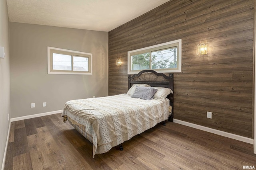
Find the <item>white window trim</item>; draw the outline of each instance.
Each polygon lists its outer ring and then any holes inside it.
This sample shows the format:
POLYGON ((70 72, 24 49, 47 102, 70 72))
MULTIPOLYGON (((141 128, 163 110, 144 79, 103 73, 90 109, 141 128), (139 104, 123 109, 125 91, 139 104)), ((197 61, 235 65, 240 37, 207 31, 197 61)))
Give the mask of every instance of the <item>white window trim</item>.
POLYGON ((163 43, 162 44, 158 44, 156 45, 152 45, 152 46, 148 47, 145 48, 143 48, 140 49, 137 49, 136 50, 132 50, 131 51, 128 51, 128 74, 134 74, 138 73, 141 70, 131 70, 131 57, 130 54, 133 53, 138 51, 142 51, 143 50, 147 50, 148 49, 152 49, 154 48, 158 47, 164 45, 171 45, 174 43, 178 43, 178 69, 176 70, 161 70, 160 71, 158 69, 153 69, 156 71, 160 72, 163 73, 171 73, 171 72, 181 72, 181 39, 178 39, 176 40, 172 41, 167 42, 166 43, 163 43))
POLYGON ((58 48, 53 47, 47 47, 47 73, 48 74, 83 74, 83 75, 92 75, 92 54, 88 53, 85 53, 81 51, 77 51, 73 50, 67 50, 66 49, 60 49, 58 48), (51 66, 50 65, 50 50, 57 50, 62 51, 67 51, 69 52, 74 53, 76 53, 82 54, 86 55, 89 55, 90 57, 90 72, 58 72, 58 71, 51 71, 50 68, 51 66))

-------------------------

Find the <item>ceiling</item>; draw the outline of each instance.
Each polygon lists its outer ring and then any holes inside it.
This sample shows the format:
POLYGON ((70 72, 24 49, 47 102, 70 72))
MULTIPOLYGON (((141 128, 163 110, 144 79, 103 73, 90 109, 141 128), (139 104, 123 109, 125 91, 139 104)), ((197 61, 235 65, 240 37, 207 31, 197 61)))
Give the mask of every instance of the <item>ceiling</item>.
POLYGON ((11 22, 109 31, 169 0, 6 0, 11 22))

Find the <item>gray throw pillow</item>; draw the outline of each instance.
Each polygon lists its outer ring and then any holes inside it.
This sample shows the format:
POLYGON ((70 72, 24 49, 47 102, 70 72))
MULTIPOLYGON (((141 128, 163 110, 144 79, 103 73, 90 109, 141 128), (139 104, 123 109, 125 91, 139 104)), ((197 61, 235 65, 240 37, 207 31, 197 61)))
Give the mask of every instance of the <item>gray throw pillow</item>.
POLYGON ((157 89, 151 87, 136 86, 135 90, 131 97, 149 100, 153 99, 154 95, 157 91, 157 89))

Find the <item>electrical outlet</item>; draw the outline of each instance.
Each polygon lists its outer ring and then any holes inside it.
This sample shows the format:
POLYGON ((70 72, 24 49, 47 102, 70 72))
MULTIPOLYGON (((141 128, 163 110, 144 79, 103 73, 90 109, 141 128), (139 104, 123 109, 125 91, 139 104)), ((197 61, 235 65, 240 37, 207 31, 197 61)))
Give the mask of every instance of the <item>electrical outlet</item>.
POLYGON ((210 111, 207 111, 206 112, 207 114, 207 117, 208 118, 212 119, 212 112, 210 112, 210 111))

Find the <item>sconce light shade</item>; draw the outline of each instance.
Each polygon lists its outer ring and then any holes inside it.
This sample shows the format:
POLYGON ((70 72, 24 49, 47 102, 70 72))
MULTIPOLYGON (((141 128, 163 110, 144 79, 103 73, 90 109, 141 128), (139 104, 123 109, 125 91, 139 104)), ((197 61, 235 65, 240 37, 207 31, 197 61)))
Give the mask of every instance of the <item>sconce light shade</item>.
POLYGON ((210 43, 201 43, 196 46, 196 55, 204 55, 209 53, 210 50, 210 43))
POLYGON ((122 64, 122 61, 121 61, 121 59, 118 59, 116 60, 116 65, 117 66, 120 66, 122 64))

-------------------------

▶ Task instructions
Convert the listing into a Markdown table with the columns Row and Line. Start at the line containing "Find the <item>ceiling</item>;" and end at the line containing "POLYGON ((157 89, 151", include both, give each line a row number, and omit blank lines.

▶ Task answer
| Row | Line |
|---|---|
| 1 | Find the <item>ceiling</item>; draw the outline of each instance. |
| 2 | Each polygon lists its outer ring and then any holes inside it. |
| 3 | This sample shows the format: |
| 4 | POLYGON ((70 72, 24 49, 47 102, 70 72)) |
| 5 | MULTIPOLYGON (((141 128, 163 110, 144 79, 103 73, 90 109, 141 128), (139 104, 123 109, 125 91, 139 104)), ((197 61, 235 65, 240 37, 207 31, 197 61))) |
| 6 | Give the mask of every instance of the <item>ceiling</item>. |
| 7 | POLYGON ((11 22, 109 31, 169 0, 6 0, 11 22)) |
| 8 | Find the <item>gray throw pillow</item>; draw the outline of each instance. |
| 9 | Each polygon lists its outer ring and then any holes inside it. |
| 10 | This sample shows the format: |
| 11 | POLYGON ((70 72, 24 49, 47 102, 70 72)) |
| 12 | MULTIPOLYGON (((141 128, 163 110, 144 79, 103 73, 90 109, 141 128), (139 104, 123 109, 125 91, 139 104)), ((197 61, 235 65, 240 37, 207 31, 197 61))) |
| 13 | Give the mask of every instance of the <item>gray throw pillow</item>. |
| 14 | POLYGON ((157 89, 151 87, 136 86, 135 90, 131 97, 149 100, 153 99, 154 95, 157 91, 157 89)) |